Bird Box

Não raramente, os bons filmes sobre o fim do mundo não tratam do apocalipse propriamente dito. E sim, das pessoas enfrentando a catástrofe, ou mesmo o mundo após. O que torna cada filme único, são as imposições que a nova ordem impõe à sobrevivência, e principalmente as personalidades que a habitam. É por esse caminho que segue a nova produção da Netflix.

Em Bird Box, Sandra Bullock é Malorie. Solteira, prestes a dar a luz ao primeiro filho não planejado, ela tem dificuldades em se conectar com as pessoas, quando um evento apocalíptico a força a conviver com desconhecidos. Cinco anos mais tarde, a protagonista atravessa descendo um rio, com duas crianças, todos com vendas nos olhos.

Sim, a premissa é conheida, o diferencial aqui é como a história é contada em dois momentos no tempo. Saltando enter o momento em que o mundo mudou drasticamente, quando algo levava pessoas cometerem suicídio,e o presente cinco anos mais tarde em um barco. Aguçando a curiosidade do espectador pelo que aconteceu no intervalo entre estes dois momentos.

No passado, a tensão é construída pela convivência forçada com estranhos. Um grupo que atende aos estereótipos do gênero, os opostos que agora são obrigados a conviver, o medroso, o altruísta, o ingênuo, e por aí vai. Á exceção é o nada agradável personagem de John Malkovich, que cria uma dinâmica interessante com a personagem de Bullock.

**Objetivo:** Por favor, continue a resenha sobre o filme Bird Box a partir da última frase dela.

**Linhas de dados:**
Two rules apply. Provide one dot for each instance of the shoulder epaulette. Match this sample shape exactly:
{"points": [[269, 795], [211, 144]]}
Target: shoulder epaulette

**Resposta escrita:**
Outro ponto de tensão é a necessidade de entender a ameaça, e encontrar maneiras de sobreviver à ela. A forma como o grupo deduz que a ameaça ataca aqueles que olha para ela, é aleatória e bastante questionável. Entretanto, o que importa aqui, é como eles lidam com essa informação, não como a obtiveram. Além das eficientes metáforas sobre gaiolas, a tal caixa de pássaros do título.

Também forçadas são algumas escolhas previsíveis e até clichês do roteiro. Como a pessoa ingênua que coloca o grupo em risco. Ou mesmo o acúmulo de acontecimentos simultâneos improvável no clímax. Há até um parto duplo!

De volta ao presente, a tensão é criada pela privação de um dos sentidos. É aqui que reside a comparação que muitos tem feito com outro thriller deste ano, Um Lugar Silencioso. A imersão aqui não é tão eficiente quando na produção onde é proibido fazer barulho, mas a escolha por não mostrar a ameaça - se eles não podem ver, nós também não - é eficiente. E somada à solidão e a agressividade da natureza, cria sequencias enervantes.

O escorregão aqui fica no mal explorado uso das crianças. Super obedientes e sem personalidade distinguíveis Garoto e Garota (Julian Edwards e Vivien Lyra Blair) são fofos, indefesos e apenas isso. O que torna pouco crível quando a menina esboça medo da protagonista. Porque ela tem medo? Desde quando? Porque nunca expressou isso, nas mais de quarenta horas que a acompanhamos no rio? O tema tinha potencia, mas foi mal desenvolvido.

A conexão entre os dois tempos, é acertadamente feita através dos desafios que Malorie encontra no futuro, e a situação no passado que lhes deu a ferramenta para lidar com eles. A produção não tem medo de mostrar violência, e potencializa o terror dessas cenas. O destaque fica com a sequencia onde o cataclisma ocorre, com o caos instaurado nas ruas e a excelente, porém extremamente curta, participação de Sarah Paulson.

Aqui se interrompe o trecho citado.